_EXERCISE DIRECTIONS_: Locate each line in the material that contains the string "instance", matching case exactly, and copy those lines out.

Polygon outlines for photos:
===

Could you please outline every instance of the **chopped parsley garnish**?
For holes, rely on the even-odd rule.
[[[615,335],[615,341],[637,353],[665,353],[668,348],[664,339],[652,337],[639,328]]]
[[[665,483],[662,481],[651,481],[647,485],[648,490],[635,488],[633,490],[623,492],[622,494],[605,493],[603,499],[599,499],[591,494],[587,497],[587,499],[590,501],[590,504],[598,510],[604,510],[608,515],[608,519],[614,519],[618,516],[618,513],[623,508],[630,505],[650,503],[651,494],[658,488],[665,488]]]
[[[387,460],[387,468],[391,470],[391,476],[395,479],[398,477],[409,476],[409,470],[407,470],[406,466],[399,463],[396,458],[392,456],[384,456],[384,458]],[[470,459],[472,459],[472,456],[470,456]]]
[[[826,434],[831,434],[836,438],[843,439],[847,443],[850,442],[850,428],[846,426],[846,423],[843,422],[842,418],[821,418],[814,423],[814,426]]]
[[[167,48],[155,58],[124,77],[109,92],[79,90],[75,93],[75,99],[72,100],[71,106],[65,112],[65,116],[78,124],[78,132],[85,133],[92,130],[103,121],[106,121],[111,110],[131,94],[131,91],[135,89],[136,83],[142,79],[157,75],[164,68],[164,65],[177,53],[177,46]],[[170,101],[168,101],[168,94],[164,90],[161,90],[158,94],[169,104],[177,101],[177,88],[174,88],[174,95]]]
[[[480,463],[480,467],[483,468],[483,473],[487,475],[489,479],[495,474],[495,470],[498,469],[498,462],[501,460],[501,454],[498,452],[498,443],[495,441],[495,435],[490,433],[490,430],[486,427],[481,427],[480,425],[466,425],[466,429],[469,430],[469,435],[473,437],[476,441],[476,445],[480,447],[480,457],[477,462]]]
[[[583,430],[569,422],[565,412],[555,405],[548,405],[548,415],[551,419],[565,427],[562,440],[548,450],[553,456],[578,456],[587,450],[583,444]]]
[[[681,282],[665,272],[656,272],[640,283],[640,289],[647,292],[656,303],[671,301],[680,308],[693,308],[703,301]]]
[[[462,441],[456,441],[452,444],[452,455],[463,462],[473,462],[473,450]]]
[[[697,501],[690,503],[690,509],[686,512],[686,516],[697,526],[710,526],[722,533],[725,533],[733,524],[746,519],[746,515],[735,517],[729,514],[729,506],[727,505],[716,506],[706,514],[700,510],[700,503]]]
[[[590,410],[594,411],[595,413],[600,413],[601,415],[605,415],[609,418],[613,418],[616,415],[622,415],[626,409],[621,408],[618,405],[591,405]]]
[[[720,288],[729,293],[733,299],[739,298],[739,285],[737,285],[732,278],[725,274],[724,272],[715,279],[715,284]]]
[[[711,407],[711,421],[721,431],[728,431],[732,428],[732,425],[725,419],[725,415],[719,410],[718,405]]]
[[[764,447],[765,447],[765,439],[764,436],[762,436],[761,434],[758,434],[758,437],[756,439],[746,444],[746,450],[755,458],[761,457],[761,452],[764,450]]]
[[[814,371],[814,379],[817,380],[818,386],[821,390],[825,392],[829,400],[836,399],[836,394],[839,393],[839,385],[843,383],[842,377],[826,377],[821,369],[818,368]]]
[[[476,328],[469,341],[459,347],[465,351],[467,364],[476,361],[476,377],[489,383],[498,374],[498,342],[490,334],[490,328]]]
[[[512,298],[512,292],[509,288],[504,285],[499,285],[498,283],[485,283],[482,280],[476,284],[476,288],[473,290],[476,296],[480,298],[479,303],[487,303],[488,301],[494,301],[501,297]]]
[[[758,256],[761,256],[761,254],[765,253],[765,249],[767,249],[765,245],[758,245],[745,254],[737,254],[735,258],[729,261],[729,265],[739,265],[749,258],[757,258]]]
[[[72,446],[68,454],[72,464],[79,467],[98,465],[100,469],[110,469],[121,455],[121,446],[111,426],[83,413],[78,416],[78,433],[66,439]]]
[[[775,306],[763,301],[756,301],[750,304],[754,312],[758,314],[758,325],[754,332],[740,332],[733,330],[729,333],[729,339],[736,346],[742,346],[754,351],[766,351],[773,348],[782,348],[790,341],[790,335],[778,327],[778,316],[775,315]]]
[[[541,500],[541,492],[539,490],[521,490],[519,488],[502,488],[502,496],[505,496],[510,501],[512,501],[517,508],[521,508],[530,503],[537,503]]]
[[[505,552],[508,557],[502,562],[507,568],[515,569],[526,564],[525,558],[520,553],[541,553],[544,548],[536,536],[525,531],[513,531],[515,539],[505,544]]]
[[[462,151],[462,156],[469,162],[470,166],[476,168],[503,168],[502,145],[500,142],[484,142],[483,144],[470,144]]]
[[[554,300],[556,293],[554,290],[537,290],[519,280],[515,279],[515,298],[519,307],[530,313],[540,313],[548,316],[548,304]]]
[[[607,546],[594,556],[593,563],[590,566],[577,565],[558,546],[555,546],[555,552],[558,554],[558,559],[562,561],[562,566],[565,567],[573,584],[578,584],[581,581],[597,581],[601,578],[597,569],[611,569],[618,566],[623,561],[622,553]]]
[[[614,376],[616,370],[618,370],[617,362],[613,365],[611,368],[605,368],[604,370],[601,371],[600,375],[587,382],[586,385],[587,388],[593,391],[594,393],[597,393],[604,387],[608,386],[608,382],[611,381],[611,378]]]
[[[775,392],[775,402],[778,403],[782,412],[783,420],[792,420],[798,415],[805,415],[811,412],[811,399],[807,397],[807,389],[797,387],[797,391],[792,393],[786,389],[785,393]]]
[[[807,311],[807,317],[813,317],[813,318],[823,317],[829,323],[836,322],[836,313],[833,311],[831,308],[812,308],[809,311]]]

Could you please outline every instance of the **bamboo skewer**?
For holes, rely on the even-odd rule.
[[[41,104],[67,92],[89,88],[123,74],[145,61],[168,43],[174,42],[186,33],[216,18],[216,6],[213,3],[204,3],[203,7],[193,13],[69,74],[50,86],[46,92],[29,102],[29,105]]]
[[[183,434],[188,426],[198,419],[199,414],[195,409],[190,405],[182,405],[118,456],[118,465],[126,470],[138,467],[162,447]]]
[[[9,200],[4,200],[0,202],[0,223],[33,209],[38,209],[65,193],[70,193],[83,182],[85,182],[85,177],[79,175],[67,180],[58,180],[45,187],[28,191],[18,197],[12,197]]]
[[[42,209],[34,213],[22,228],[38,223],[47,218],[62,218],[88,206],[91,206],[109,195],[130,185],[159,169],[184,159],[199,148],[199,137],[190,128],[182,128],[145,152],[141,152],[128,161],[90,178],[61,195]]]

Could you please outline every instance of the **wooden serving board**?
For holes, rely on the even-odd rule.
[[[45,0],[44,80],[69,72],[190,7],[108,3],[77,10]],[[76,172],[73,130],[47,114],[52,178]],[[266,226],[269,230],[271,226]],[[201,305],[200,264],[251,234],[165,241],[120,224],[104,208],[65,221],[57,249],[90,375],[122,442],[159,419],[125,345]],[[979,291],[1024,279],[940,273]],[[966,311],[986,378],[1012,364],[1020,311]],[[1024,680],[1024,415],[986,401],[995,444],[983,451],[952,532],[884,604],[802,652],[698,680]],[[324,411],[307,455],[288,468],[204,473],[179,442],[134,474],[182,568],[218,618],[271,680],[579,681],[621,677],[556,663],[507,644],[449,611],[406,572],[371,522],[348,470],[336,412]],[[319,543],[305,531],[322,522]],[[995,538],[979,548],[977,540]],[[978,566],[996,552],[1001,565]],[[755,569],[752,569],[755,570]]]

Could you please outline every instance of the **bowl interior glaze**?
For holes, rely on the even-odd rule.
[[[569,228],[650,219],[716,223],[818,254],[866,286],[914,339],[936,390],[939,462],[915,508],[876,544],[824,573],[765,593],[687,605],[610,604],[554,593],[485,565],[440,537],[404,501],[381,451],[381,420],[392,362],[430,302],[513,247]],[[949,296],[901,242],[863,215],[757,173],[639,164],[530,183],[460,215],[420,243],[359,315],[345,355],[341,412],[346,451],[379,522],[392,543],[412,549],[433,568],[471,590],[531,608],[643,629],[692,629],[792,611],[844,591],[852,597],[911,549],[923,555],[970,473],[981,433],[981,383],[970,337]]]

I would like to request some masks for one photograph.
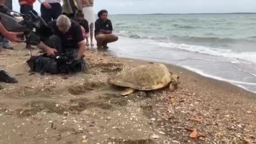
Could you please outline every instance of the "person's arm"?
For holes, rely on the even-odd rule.
[[[38,45],[38,48],[46,52],[48,55],[51,56],[55,56],[55,52],[57,52],[56,49],[50,48],[41,41],[39,45]]]
[[[77,50],[77,58],[80,59],[84,54],[85,47],[85,38],[83,36],[83,32],[81,26],[79,24],[76,25],[75,32],[76,34],[75,36],[75,39],[77,42],[78,50]]]
[[[0,21],[0,33],[6,38],[12,42],[21,43],[23,41],[22,39],[18,38],[18,35],[22,34],[23,32],[13,32],[8,31],[5,29]]]
[[[20,6],[21,6],[23,5],[27,4],[28,2],[25,0],[19,0],[19,4]]]

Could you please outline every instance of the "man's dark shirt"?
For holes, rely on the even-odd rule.
[[[78,49],[77,43],[84,39],[80,25],[75,21],[70,21],[71,27],[68,32],[65,33],[58,30],[56,24],[56,20],[51,21],[48,24],[48,26],[53,28],[54,34],[60,39],[63,52],[66,51],[66,49]]]
[[[100,32],[100,29],[105,30],[113,30],[111,21],[107,19],[105,22],[101,18],[99,18],[95,22],[95,34]]]
[[[85,32],[87,33],[89,32],[89,24],[88,24],[88,21],[86,19],[84,19],[81,21],[80,22],[79,22],[80,25],[82,26],[85,30]]]

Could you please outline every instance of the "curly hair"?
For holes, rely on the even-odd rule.
[[[102,9],[100,10],[100,11],[99,11],[98,14],[98,17],[100,17],[100,16],[102,15],[102,13],[108,13],[107,12],[107,11],[105,9]]]

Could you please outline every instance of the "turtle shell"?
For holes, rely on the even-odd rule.
[[[161,64],[143,65],[124,71],[109,80],[110,83],[142,91],[156,90],[168,85],[171,75]]]

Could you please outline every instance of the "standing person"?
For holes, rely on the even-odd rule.
[[[63,0],[62,14],[70,19],[74,19],[75,13],[79,9],[81,9],[79,0]]]
[[[75,12],[75,21],[81,26],[83,36],[86,39],[86,45],[89,45],[88,37],[89,37],[89,25],[88,22],[85,19],[85,15],[81,10],[78,10]]]
[[[99,17],[95,22],[95,39],[98,48],[107,49],[107,43],[117,41],[118,37],[112,34],[113,28],[111,21],[107,19],[108,12],[105,10],[99,12]]]
[[[38,0],[41,3],[40,11],[41,17],[48,23],[53,19],[61,15],[62,7],[61,0]]]
[[[93,30],[94,23],[95,21],[95,16],[93,11],[93,0],[80,0],[81,4],[83,6],[83,12],[85,15],[85,19],[88,21],[90,27],[90,45],[92,46],[93,43]],[[87,43],[89,45],[89,43]]]
[[[4,6],[5,2],[5,0],[0,0],[0,11],[4,11],[5,9],[7,8]],[[18,38],[18,35],[22,34],[22,32],[16,33],[8,31],[2,24],[1,21],[0,21],[0,33],[10,41],[17,43],[21,43],[23,41]],[[18,80],[15,78],[11,77],[4,71],[0,70],[0,82],[13,83],[18,82]],[[0,88],[1,88],[1,86],[0,86]]]
[[[10,9],[12,9],[12,0],[6,0],[4,2],[4,5]],[[8,49],[13,49],[13,47],[10,45],[9,41],[6,38],[4,38],[3,41],[1,43],[3,48]]]
[[[37,13],[33,8],[33,5],[35,2],[36,0],[19,0],[19,4],[21,6],[21,13],[24,15],[29,14],[31,11],[34,14],[38,15]],[[28,49],[34,49],[31,47],[28,42],[26,43],[26,48]]]

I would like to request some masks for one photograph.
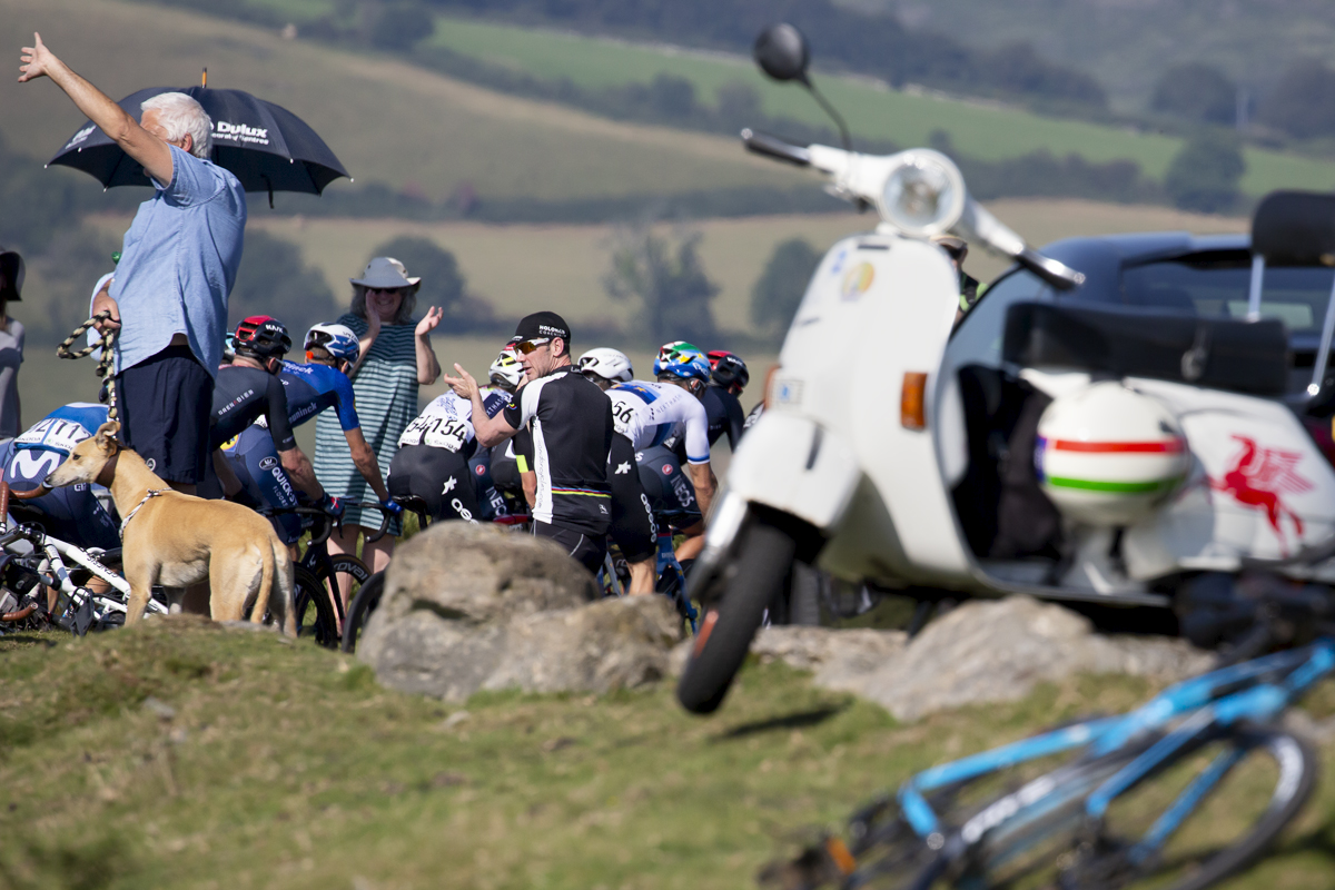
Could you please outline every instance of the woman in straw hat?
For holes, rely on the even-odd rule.
[[[399,434],[418,412],[418,386],[430,386],[441,376],[441,363],[431,351],[431,331],[441,323],[442,310],[430,307],[422,320],[413,320],[421,278],[411,278],[403,263],[376,256],[352,283],[352,308],[338,324],[352,328],[362,342],[362,354],[350,371],[356,395],[356,415],[362,432],[375,451],[380,472],[388,472]],[[352,463],[347,439],[338,419],[326,411],[315,420],[315,475],[324,491],[336,498],[374,500],[366,480]],[[343,530],[330,535],[330,552],[355,552],[364,530],[379,530],[380,515],[348,507]],[[390,535],[367,543],[362,562],[380,571],[394,552],[394,538],[402,534],[398,519]]]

===

_RESPONSE_:
Could you please outline every instance of the **chopped parsley garnish**?
Could you please outline every instance of the **bamboo skewer**?
Could you please outline every instance of the **wooden serving board**?
Could you please outline every instance of the **bowl interior glaze**?
Could you please outline every instance of the "person's arm"?
Could you please outline every instance of the "man's dark shirt"?
Could you please outline every instance of the "curly hair"?
Could you please outline every instance of the "turtle shell"?
Could you please outline every instance of the "standing person"?
Could you please outline every instance of the woman in straw hat?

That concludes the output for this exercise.